**Task:**
Answer these questions from the article below on sharing photos of children online.
(a) According to the US study, what percentage of moms use Facebook?
(b) At which university does Alice Marwick lecture?
(c) What kind of album do the online photo sharing pages let you upload photos to?

**Passage to read:**
⟨

97% of moms on Facebook post pictures of their kids.
Are the privacy and security settings on social media sites like Facebook and Instagram enough to protect you and your children from predators or identity theft? We like to think so. With smartphones, it’s just second nature to snap a quick picture and let our virtual social circle know what we’re up to. And most of us do it. A recent US study found that 63 percent of moms use Facebook, and 97 percent of them post pictures of their children. Similarly, 89 percent of those moms post status updates about their kids and 46% post videos of them. So even if our online “friends” are carefully screened, could those images, updates, and videos still somehow end up in the wrong hands
Constant technology and policy changes make the answer unclear of how “private” our online lives really are, but there are some things to consider if you choose to share pictures of your kids online.
Who will see it?
Even if your friends’ lists are carefully screened, did you know that if one of your friends “likes” a photo, all of their friends can see it too? If other people are in the photo with your kids and you tag them, it immediately goes to their profile and can be viewed by their friends and possibly even the public if their settings aren’t strict.
“In reality, there’s lots of other people posting information about you without your control and it is fairly difficult – if not impossible – to police the social media circles of everyone you know,” said Alice Marwick, who lectures on social media and digital culture at Fordham University in New York.
If any of this raises red flags, don’t panic. There are options for sharing photos with specific individuals. If you still don’t trust posting photos on a social media site, there are online photo sharing pages that allow photos to be uploaded to a password-protected album, and you can send invites to your grandma, aunt, etc. so only they can view the photos by password.
What information does it provide?
It’s just a family picture in front of the van before the big road trip, what’s so bad about that?
Is the house number visible? The license plate number on the car? Do you say how long you’ll be gone or where you’re going? Have you previously posted anything about what state or city you live in, or is that visible on your profile? Suddenly your entire friend list knows that your house is empty, for how long it will be empty, and where to find it.

⟩

**Exercise data:**
⟨

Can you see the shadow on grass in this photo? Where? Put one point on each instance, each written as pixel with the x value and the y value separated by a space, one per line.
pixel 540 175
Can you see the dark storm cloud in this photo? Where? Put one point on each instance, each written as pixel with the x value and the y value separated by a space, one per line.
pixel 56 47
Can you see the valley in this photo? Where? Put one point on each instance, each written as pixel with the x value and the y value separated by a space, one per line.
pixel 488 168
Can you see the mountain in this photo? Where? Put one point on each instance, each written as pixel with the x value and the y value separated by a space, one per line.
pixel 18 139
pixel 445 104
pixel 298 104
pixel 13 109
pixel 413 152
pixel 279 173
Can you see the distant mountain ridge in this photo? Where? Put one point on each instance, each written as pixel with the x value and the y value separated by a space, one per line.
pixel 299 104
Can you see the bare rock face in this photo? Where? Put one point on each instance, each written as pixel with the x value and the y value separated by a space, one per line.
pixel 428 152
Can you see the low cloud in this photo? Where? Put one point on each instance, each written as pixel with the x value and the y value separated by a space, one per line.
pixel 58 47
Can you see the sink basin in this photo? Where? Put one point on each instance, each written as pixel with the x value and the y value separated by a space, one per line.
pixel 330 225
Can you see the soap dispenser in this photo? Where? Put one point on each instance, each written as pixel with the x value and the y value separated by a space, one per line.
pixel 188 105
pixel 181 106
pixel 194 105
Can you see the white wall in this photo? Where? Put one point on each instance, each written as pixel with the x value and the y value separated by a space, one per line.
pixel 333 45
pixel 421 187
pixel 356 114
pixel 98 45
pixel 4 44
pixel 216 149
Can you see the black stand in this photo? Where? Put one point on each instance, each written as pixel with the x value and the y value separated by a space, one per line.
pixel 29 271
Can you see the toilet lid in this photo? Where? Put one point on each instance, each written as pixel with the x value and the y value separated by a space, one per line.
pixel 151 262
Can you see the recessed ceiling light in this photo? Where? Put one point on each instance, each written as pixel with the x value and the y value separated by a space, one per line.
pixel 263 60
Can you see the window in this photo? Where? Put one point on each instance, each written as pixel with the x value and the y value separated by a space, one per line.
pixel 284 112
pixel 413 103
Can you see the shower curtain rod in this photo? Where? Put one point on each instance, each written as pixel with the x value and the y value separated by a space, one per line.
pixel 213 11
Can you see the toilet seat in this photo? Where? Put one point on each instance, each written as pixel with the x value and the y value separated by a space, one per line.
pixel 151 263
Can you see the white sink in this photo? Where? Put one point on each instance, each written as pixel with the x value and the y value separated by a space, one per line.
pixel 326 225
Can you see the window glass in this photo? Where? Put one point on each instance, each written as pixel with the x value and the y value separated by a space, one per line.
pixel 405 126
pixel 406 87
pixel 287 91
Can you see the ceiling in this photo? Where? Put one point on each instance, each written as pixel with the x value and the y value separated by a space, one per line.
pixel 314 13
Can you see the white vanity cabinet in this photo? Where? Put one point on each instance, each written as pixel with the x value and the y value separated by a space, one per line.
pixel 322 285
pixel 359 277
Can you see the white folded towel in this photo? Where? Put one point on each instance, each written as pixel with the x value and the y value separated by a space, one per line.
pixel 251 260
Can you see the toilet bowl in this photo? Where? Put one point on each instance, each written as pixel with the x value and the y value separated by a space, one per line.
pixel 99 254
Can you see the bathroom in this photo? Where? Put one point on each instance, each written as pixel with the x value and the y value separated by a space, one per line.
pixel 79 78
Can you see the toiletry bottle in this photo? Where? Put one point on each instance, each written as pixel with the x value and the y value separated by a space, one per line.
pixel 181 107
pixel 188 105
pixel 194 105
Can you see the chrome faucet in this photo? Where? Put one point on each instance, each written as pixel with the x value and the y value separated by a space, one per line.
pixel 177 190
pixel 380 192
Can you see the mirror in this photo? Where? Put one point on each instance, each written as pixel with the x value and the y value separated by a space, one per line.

⟩

**Finished exercise:**
(a) 63 percent
(b) Fordham University in New York
(c) A password-protected album